Anthony Towns [ARCHIVE] on Nostr: 📅 Original date posted:2018-04-03 📝 Original message:On Tue, Apr 03, 2018 at ...
📅 Original date posted:2018-04-03
📝 Original message:On Tue, Apr 03, 2018 at 09:16:45AM +0930, Rusty Russell via bitcoin-dev wrote:
> Proposal: Two bits: SIGHASH_BUNDLESTART/SIGHASH_INBUNDLE
> --------
>
> A signature needs to indicate that signs only part of a transaction's
> inputs and outputs (a.k.a. a "bundle"). Bundles can be combined
> together into larger transactions, and non-bundled signature inputs /
> outputs appended.
> Two per-tx counters are kept: bundle_inputs_used and
> bundle_outputs_used, both starting at 0.
>
> SIGHASH_BUNDLESTART indicates two var_int sit between the sighash flags
> and the signature itself: the first is the number of inputs in this
> bundle starting at bundle_inputs_used, the second is the number of
> outputs starting at bundle_outputs_used. bundle_inputs_used and
> bundle_outputs_used have these values added, for next time.
>
> SIGHASH_INBUNDLE indicates that this signature applies to the current
> bundle. The txCopy is reduced to cover only the inputs and
> outputs in the current bundle, and the signature commits to the two
> var_ints from SIGHASH_BUNDLESTART along with the sighash flags.
So suppose you have two bundles you want to combine together, and they
didn't pay enough fees, so you have an extra input so you can bump up the
fees. Your tx looks like:
bundle 1:
input 1: 500 bits, signed by key A [pre]
input 2: 500 bits, signed by key B [pre]
input 3: 500 bits, signed by key C
output 1: 1450 bits
bundle 2:
input 3: 600 bits, signed by key D [pre]
output 2: 200 bits
output 3: 380 bits
extra:
input 4: 2000 bits, signed by key E
output 4: 864 bits
Keys A, B and D have pre-signed their respective bundle, but you have
control over keys C and E at the time you're constructing the transaction.
So the things you'd have to do when signing would be:
A,B,C decide on an order for the inputs and outputs (ideally just sort them)

Brief a:
Please extract each line of the records that contains the string "building".
The bitcoin-dev message has nothing to do with the records.

Material provided:
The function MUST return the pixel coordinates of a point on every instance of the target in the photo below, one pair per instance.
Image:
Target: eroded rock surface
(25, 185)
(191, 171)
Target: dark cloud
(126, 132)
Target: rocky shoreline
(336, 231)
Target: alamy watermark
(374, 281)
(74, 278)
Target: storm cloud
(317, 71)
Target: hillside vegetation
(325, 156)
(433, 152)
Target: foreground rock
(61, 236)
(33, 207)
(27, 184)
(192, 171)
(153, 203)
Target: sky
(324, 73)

--

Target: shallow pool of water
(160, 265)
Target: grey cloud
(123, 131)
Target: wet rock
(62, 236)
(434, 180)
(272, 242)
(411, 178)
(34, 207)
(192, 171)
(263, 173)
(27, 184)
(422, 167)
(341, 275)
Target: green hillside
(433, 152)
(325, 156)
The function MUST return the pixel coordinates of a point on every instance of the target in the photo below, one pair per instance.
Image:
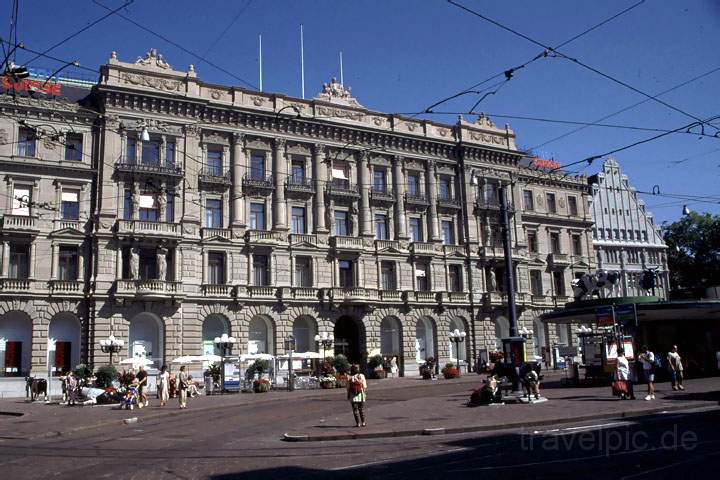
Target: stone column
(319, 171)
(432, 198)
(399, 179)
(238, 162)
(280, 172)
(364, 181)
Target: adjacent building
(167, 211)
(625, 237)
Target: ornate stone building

Brief b:
Answer these from the bitcoin-dev message:
(i) Which two per-tx counters are kept?
(ii) How many bits is output 1 in bundle 1?
(iii) Which keys have pre-signed their respective bundle?

Task solution a:
Target: adjacent building
Target: ornate stone building

Task solution b:
(i) bundle_inputs_used and bundle_outputs_used
(ii) 1450 bits
(iii) Keys A, B and D